━━━━━ INFORMATION PROVIDED ━━━━━

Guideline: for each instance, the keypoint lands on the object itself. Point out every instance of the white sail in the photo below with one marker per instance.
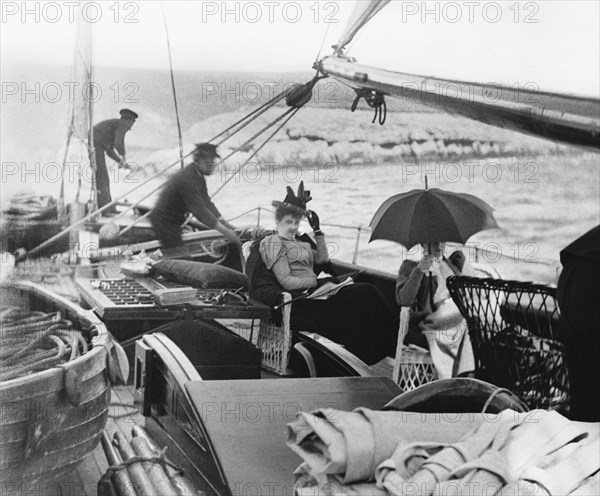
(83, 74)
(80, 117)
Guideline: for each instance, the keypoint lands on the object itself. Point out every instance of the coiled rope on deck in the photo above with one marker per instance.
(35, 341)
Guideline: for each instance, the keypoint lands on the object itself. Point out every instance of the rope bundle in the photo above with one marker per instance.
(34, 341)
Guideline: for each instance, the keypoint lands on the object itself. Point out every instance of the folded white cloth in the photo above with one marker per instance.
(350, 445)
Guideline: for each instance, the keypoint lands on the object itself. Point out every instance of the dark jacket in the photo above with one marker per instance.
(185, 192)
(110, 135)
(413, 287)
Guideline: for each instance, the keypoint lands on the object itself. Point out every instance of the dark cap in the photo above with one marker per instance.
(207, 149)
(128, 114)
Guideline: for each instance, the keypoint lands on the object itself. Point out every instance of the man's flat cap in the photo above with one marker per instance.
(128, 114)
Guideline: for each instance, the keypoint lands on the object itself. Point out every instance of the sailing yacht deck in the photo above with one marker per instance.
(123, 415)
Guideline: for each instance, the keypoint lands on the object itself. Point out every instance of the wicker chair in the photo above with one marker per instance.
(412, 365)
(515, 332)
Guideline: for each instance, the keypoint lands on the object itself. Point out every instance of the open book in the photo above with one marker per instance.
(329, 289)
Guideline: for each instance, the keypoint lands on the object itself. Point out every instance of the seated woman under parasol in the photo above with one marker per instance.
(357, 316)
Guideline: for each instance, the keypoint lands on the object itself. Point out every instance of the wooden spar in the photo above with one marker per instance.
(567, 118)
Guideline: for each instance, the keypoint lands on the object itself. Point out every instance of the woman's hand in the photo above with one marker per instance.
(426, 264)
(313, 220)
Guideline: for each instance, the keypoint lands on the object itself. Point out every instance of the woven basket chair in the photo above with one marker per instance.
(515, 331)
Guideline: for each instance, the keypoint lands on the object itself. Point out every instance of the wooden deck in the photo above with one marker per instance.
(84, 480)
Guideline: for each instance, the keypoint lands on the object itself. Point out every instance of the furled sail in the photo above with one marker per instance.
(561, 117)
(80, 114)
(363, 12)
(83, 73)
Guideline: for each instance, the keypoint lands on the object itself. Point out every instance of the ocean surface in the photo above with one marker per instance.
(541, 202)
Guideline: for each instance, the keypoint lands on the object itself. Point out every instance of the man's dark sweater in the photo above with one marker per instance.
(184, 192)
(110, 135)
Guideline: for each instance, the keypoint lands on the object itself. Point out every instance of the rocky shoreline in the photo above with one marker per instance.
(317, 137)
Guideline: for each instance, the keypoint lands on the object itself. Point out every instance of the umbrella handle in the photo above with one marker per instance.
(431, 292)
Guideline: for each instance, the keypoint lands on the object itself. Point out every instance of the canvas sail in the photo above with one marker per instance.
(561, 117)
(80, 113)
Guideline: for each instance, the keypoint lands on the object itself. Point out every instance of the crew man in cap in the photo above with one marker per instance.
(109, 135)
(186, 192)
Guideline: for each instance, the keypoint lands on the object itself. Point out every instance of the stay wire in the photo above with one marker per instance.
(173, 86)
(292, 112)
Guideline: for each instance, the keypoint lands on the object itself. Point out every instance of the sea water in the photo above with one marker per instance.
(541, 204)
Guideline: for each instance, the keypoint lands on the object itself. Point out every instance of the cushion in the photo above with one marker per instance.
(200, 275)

━━━━━

#### EXERCISE AIM:
Strip out the pictures and repeat the listing above exactly.

#### PROBLEM SOLUTION:
Guideline: for each instance, the keypoint lands on the object itself. Point out every instance of the white sail in the photo below with one marker per instance.
(83, 74)
(80, 117)
Guideline: for each instance, the keypoint lands on the object itself. Point out every instance of the coiled rope on deck in the photo above with one marker per instance.
(35, 341)
Guideline: for each instance, the keypoint lands on the object itself. Point out every instance of the rope bundle in the photo above with one marker per instance.
(34, 341)
Guideline: for each instance, the keypoint lands on the object itself. Point out every instance of the folded white cloth in the photo above with one marker per instance.
(350, 445)
Guideline: for each instance, the keypoint lands on the object itself. Point out every instance of the dark jacket in the photo above with one marker per instance.
(185, 192)
(110, 135)
(413, 287)
Guideline: for each instance, the keypoint lands on the object itself. Point out every instance of the dark cap in the photo above with one marker per instance.
(207, 149)
(128, 114)
Guideline: for each instance, the keypoint lands on the object itself. Point out every instance of the man's flat cap in the photo above with one marker per instance.
(128, 114)
Guideline: for each instance, the keypoint lands on the object itself. Point out every instance of the sailing yacht deck in the photo above with one marker per instance.
(123, 415)
Guideline: for each instance, the keypoint lands on the object itself. Point out every instance of the wicker chair in the photo above with one marker per instance.
(412, 365)
(515, 332)
Guideline: for each instance, the keypoint lands on the object itself. Point out every instance of the open book in the photo above with one marker per instance.
(329, 289)
Guideline: for each instance, the keypoint lands on the object itself. Point out every instance of the seated woman under parasol in the photo above with one marker per instance.
(357, 316)
Guideline: for each instance, the keypoint lands on the object itself. Point out every instance of the wooden spar in the photo above with one marker per instance.
(567, 118)
Guideline: for each instance, the keypoint lands on the object itself. Point out every instance of the woman's hand in the photo above with one marker per instance.
(426, 264)
(313, 220)
Guideline: for each instance, the keypoint lands on the object itself. Point out every instance of the woven basket chair in the photo above with one marker per instance.
(515, 331)
Guideline: for each instance, the keypoint lands on the object itself. Point out every instance of the wooden deck in the photo above with one marker per instance.
(84, 480)
Guideline: for each instance, the keypoint lands on the object itself. Point out every instance of the furled sail in the photo above with one marker per instance.
(561, 117)
(80, 114)
(363, 12)
(83, 73)
Guideline: for each instance, the keypoint lands on the object itself. Point out every instance of the ocean surface in the photo above with one marker per instance.
(541, 202)
Guideline: for each instance, the keypoint lands on the object itself. Point out every instance of the man's dark sweater in the photo above with one marker per instance.
(184, 192)
(110, 135)
Guideline: for each instance, the keypoint lands on the object itself. Point out every instance of the rocky shoreline in the photo above with one marker per instance.
(317, 137)
Guideline: for each instance, the keypoint lands on the object itself. Point out every instance of the umbrella handle in the photo above with one marker per instance.
(431, 292)
Guideline: for each instance, the keypoint lands on the object itself. Point out every instance of the canvas sail in the photo above with one marker per instance.
(561, 117)
(80, 113)
Guideline: for each instance, the keypoint lands on the object itself. Point out every instance of the crew man in cap in the photo above with one marker per instance.
(109, 135)
(186, 192)
Guideline: for each instance, the keypoint lands on the object itself. Point out every instance of the stay wire in the photo above with one marker per instance.
(173, 86)
(292, 112)
Guideline: for each instance, the keypoint lands on the object itself. Point out every instance of the sea water in the photo above with one marker per instance.
(541, 204)
Guideline: for each instance, the keypoint lands on the object itself. Point out every instance of the cushion in the photo above with one marker per instance.
(200, 275)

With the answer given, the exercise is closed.